**Problem description:** The records below hold a stretch from the line with "the white water" through the line with "for the flowing"; return exactly those lines, ends included, and nothing more.

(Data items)
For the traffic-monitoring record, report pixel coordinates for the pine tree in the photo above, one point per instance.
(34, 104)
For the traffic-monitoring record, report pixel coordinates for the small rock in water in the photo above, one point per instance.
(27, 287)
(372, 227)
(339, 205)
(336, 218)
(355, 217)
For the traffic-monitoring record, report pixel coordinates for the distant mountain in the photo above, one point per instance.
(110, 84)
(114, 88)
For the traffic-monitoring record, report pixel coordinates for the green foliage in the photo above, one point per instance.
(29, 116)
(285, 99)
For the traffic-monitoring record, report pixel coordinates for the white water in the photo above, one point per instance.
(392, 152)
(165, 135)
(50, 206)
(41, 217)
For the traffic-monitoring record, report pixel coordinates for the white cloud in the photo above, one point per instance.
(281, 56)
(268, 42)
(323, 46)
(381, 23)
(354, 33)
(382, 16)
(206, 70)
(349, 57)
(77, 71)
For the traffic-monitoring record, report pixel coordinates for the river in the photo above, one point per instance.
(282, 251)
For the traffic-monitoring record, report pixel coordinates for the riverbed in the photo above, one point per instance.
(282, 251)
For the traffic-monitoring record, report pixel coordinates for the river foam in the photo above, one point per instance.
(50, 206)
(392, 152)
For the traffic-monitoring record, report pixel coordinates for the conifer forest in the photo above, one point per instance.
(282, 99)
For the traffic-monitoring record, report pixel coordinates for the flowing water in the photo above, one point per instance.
* * *
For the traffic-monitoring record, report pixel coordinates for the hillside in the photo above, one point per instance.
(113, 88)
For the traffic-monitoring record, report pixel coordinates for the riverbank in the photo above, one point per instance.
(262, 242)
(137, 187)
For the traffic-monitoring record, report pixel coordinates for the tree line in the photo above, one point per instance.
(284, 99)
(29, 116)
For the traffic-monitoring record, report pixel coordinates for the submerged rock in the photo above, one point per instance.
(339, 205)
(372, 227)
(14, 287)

**Task solution:**
For the traffic-monitoring record, report pixel coordinates for the white water in the photo above, one point per instance.
(392, 152)
(165, 135)
(50, 206)
(41, 217)
For the traffic-monitoring record, report pixel coordinates for the white cloud in the photo above, one point per instance.
(281, 56)
(268, 42)
(323, 46)
(381, 23)
(354, 33)
(382, 16)
(206, 70)
(349, 57)
(77, 71)
For the traffic-monitoring record, report pixel coordinates for the river in the photo above, one point per instance.
(282, 251)
For the traffic-monitoring record, report pixel coordinates for the riverbed in the photo above, one point per instance.
(282, 251)
For the traffic-monitoring record, report pixel coordinates for the river foam in the photo above, one point per instance.
(50, 206)
(392, 152)
For the traffic-monitoring record, report pixel coordinates for the conifer forest in the photo above, one point per instance.
(282, 99)
For the traffic-monitoring record, report pixel coordinates for the flowing water in the photo above, one point per instance.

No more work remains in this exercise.